__Task prompt__:
Scale the items from the line with "Could you check if any tire" up to and including the line with "[0,0,1024,121]": write each of these lines again, requests included, with every bounding box coordinate in the answers multiplied by 0.6 and rounded to a whole number, halves rounded up. Give only these lines.

----- Data supplied -----

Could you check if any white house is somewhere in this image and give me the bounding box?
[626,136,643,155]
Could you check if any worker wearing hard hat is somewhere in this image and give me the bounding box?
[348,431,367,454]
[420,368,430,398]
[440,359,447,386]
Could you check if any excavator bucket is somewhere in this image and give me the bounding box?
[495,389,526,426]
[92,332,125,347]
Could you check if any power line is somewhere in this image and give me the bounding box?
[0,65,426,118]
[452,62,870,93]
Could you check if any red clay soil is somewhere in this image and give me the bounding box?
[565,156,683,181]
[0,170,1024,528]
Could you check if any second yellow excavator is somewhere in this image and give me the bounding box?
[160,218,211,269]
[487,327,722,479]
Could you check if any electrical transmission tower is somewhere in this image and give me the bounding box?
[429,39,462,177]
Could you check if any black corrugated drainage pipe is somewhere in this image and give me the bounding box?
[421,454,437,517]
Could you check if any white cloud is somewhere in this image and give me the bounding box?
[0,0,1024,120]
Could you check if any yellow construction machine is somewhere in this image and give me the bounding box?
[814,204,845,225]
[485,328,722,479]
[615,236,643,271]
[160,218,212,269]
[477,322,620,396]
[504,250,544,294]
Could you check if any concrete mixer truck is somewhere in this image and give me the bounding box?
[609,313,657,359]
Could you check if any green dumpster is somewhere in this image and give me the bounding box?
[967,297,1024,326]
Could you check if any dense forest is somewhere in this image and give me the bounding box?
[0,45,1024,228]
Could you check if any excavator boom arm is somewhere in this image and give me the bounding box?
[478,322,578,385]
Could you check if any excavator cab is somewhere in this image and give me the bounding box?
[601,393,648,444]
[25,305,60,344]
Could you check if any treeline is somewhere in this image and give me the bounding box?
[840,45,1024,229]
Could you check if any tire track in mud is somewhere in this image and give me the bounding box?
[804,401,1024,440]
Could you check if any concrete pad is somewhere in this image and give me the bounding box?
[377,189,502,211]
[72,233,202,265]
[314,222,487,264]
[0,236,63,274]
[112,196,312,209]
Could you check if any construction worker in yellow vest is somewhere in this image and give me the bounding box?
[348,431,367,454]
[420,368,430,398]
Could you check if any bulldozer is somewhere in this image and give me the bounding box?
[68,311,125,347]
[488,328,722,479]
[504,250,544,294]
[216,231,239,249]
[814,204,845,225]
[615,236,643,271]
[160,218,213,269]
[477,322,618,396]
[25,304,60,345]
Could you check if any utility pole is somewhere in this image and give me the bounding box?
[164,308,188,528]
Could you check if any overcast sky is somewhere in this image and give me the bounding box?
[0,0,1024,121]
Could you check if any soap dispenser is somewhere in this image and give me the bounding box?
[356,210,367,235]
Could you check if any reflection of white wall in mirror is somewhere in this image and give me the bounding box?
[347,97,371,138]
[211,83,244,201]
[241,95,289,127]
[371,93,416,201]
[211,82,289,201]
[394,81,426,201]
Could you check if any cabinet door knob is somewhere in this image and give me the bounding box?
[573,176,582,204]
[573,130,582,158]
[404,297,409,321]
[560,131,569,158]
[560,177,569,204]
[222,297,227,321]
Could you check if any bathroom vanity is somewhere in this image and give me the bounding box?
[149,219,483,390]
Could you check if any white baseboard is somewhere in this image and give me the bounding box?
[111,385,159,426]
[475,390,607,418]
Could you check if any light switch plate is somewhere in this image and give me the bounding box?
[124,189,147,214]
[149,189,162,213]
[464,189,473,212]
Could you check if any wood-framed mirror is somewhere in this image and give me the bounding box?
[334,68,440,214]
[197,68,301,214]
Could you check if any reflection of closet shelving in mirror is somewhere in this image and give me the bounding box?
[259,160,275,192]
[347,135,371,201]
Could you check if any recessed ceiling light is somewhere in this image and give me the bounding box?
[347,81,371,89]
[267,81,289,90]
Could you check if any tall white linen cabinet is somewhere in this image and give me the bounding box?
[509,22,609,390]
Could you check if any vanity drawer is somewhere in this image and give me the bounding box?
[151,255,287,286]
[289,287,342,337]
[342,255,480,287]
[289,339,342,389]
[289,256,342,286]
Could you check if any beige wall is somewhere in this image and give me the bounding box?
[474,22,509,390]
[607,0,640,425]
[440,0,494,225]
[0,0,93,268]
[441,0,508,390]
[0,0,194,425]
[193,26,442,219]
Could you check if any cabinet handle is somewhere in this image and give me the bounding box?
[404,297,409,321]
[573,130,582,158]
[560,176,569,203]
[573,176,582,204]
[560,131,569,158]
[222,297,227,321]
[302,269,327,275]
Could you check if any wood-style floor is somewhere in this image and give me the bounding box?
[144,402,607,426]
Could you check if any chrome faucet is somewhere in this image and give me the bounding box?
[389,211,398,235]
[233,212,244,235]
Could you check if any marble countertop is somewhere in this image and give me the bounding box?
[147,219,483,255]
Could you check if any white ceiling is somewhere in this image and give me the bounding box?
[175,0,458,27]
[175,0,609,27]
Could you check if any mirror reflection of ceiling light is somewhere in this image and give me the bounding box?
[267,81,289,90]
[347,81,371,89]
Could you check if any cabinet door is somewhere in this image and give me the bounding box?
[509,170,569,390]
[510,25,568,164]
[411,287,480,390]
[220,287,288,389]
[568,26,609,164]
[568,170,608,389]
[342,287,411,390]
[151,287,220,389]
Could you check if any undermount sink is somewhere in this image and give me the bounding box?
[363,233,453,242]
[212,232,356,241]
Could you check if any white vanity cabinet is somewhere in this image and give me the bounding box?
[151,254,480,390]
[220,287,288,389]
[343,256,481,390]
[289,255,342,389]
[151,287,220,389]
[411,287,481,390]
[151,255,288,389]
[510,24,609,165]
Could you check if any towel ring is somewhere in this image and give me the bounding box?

-----

__Solved exercise__:
Could you check if any tire track in mud is somewhere in this image and give me the bounding box?
[482,241,614,264]
Could you check if any concrete pad is somewhere in this image and give me the bounding box?
[226,113,301,127]
[43,140,121,159]
[188,133,292,158]
[0,142,38,164]
[67,118,187,125]
Could you check if any construction worker in yellow vest is somewhere in this image and give me the bounding box?
[209,259,220,272]
[252,221,258,239]
Could you check if any bulldozer is somewhere in this image and give me the bounding box?
[41,187,75,208]
[293,197,433,287]
[302,150,326,176]
[130,139,143,149]
[488,122,507,135]
[369,142,386,163]
[96,131,128,161]
[286,193,371,238]
[15,182,36,207]
Could you check if any utility pole is somewhere in this image and give me the bounding box?
[98,185,113,317]
Could you check if any overcast sky is somewhere in this image and give me the bounding box?
[0,0,614,73]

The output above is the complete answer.